SOURCE MATERIAL –

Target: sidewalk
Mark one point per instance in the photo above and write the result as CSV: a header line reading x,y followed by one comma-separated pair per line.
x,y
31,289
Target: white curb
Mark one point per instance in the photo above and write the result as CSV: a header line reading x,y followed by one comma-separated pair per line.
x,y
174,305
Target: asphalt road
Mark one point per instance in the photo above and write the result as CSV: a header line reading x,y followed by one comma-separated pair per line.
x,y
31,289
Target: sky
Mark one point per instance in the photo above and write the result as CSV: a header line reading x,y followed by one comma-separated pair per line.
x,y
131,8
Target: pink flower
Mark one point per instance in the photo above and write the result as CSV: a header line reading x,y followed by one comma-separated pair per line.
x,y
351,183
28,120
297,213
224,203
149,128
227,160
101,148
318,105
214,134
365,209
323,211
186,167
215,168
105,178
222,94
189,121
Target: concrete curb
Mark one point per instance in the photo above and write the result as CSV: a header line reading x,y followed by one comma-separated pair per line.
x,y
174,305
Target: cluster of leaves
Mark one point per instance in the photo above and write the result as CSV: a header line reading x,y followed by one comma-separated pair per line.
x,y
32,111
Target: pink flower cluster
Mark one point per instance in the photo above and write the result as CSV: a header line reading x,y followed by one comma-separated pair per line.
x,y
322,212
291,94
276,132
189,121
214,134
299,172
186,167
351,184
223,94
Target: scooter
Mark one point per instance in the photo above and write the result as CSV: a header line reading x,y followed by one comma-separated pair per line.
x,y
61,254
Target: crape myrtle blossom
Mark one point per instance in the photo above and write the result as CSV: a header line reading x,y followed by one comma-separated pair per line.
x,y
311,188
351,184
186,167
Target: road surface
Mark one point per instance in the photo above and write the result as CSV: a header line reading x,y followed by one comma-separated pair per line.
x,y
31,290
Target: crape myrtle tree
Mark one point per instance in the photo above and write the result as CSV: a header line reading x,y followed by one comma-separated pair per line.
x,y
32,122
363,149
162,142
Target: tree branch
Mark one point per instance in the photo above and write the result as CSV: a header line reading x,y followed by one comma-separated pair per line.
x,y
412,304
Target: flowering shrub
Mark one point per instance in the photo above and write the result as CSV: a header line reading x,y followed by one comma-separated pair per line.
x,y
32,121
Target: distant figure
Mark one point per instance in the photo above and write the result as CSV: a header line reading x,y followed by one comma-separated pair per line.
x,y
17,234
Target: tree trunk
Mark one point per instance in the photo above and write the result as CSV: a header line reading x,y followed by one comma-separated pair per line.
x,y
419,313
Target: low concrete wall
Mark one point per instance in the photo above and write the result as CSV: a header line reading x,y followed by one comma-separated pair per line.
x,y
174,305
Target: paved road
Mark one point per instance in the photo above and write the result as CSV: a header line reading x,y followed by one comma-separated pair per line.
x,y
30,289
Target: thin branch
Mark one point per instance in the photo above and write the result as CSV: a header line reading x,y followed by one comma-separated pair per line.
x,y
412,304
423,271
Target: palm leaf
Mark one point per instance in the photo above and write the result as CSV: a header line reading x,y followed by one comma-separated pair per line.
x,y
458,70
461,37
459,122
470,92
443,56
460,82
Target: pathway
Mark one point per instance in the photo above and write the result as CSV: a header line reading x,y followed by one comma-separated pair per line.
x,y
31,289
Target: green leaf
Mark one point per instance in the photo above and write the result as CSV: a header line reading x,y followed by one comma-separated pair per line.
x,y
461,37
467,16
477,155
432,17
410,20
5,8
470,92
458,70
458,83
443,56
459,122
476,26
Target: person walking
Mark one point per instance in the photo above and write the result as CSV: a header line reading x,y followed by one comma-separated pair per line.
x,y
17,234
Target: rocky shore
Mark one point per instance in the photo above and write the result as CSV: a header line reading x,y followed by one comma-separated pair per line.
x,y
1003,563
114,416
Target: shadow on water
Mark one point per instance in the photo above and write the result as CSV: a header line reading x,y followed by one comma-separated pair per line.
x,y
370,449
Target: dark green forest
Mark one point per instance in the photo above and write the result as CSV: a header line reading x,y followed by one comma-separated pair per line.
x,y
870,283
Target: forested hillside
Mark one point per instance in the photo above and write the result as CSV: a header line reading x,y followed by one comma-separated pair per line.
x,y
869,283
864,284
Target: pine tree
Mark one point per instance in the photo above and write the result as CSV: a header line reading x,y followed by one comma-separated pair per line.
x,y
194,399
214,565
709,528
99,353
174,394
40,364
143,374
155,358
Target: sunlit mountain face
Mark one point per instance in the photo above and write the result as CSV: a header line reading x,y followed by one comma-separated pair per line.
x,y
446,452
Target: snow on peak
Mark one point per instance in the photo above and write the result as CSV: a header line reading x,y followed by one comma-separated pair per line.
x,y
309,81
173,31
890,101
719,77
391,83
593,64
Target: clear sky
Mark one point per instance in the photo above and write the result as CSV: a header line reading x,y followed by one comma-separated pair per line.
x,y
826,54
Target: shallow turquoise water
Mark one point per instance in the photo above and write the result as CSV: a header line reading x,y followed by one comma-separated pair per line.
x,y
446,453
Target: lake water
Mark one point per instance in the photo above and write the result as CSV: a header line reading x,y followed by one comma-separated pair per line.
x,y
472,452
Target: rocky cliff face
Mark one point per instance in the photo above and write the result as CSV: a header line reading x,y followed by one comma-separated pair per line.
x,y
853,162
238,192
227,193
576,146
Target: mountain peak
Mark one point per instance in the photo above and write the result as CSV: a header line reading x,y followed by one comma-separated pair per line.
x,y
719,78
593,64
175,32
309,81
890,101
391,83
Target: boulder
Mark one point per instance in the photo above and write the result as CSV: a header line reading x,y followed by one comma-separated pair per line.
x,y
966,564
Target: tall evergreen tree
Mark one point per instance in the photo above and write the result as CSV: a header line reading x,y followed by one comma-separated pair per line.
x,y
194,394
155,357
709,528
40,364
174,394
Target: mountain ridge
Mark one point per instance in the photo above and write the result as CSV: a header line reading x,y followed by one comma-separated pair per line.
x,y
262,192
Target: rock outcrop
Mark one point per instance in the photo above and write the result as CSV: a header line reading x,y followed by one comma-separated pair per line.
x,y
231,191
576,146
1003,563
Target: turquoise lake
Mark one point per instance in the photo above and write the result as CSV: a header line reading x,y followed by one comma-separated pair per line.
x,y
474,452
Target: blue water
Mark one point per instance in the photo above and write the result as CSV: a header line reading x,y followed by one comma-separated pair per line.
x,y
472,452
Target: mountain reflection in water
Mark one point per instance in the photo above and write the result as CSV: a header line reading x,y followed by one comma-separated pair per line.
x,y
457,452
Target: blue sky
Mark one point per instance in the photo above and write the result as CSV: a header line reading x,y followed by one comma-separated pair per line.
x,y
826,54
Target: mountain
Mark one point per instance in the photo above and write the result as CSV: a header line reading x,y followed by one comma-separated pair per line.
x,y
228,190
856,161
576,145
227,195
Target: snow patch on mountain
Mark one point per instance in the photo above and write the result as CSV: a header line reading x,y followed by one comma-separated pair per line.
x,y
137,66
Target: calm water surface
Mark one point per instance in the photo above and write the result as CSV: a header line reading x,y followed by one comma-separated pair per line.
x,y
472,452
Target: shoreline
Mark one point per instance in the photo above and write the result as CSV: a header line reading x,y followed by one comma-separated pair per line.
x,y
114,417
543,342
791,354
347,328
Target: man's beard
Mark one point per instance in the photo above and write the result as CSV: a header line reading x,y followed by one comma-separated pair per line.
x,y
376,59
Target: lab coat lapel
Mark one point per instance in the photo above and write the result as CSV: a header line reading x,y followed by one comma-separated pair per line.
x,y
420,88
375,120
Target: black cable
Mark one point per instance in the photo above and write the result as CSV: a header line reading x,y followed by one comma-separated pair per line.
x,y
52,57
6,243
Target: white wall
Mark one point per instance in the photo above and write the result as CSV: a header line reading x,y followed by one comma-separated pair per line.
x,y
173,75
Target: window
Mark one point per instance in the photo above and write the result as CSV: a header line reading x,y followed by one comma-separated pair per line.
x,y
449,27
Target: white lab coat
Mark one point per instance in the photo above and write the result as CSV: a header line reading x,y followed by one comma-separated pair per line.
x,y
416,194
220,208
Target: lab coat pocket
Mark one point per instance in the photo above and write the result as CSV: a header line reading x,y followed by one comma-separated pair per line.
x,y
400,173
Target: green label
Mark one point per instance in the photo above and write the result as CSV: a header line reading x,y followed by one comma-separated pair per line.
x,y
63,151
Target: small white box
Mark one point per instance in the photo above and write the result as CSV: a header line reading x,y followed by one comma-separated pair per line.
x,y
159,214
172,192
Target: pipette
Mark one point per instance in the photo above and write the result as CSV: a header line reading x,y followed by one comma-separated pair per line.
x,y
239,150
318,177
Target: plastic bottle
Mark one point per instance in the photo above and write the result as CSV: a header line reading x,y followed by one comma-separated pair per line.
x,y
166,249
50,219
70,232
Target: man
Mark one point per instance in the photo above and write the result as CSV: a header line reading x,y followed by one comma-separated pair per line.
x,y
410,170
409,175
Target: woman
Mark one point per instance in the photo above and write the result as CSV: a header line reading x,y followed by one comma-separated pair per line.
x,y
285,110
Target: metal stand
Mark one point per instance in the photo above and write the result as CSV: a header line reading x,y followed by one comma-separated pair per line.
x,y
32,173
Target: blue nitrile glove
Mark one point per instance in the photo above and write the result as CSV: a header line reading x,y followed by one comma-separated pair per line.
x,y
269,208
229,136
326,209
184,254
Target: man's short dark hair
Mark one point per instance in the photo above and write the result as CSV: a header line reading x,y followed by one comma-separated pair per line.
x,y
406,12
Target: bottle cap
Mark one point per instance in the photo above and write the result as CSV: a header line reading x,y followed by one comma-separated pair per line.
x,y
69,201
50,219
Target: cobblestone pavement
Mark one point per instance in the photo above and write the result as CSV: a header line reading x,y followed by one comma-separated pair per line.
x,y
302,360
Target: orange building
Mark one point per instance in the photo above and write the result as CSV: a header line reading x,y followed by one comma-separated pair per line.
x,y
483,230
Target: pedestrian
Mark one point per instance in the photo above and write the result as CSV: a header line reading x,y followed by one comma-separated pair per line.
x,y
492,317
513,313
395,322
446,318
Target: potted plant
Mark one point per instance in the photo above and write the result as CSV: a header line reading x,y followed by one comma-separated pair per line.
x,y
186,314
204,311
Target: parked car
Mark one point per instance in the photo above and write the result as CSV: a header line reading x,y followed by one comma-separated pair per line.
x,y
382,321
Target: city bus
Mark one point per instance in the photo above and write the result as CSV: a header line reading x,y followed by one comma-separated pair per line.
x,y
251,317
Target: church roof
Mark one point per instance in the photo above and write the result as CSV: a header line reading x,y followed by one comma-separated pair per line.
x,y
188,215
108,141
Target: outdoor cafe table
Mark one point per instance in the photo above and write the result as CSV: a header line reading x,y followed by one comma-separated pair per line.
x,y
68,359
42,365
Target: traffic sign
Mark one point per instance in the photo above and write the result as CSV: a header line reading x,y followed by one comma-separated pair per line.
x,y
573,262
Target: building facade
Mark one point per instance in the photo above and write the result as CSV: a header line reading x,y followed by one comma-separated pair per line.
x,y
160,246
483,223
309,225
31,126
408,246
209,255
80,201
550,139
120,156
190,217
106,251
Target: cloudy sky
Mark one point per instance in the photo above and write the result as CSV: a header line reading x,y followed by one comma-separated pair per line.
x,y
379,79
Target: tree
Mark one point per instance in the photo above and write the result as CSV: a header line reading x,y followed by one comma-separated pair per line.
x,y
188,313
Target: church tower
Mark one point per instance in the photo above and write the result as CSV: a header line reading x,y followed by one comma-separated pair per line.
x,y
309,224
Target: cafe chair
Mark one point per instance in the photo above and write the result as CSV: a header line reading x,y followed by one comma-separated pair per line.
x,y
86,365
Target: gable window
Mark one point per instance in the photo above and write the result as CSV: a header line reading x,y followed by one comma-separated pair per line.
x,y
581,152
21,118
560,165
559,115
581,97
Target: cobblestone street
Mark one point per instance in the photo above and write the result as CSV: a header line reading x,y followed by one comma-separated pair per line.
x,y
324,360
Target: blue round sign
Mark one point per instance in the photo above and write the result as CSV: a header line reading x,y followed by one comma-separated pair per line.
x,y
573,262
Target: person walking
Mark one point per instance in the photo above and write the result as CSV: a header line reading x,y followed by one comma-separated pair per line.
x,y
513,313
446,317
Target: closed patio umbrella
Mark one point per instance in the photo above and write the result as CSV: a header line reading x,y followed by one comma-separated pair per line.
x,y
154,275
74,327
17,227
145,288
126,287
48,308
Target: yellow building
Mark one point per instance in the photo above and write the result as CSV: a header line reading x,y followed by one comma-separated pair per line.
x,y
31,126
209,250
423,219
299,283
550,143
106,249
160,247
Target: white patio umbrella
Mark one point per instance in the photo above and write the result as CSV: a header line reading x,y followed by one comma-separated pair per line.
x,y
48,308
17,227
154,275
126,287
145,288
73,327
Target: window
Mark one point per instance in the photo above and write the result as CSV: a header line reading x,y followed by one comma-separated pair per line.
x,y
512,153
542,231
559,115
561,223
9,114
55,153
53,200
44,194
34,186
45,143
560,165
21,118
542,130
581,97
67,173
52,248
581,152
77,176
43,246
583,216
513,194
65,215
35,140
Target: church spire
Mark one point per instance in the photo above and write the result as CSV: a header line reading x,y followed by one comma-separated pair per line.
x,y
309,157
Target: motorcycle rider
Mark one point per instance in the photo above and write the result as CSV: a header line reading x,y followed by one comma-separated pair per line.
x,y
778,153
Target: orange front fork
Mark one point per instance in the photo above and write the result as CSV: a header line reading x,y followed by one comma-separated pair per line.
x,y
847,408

THE TASK – Could you copy out, word for word, everything in the records above from the line containing "Target: church spire" down to the end of the records?

ANSWER TO THE EXERCISE –
Target: church spire
Mark one point per instance in the photo above and write the result as CSV: a header line reading x,y followed by one comma-separated pair per line.
x,y
309,157
Target: motorcycle rider
Mark one point per instance in the photo above and write the result as CSV: a header line reading x,y followed by one comma-separated pair per line.
x,y
778,153
Target: orange front fork
Mark one point per instance in the photo above and write the result as CSV: a header line reading x,y followed by one comma-separated pair per line.
x,y
847,408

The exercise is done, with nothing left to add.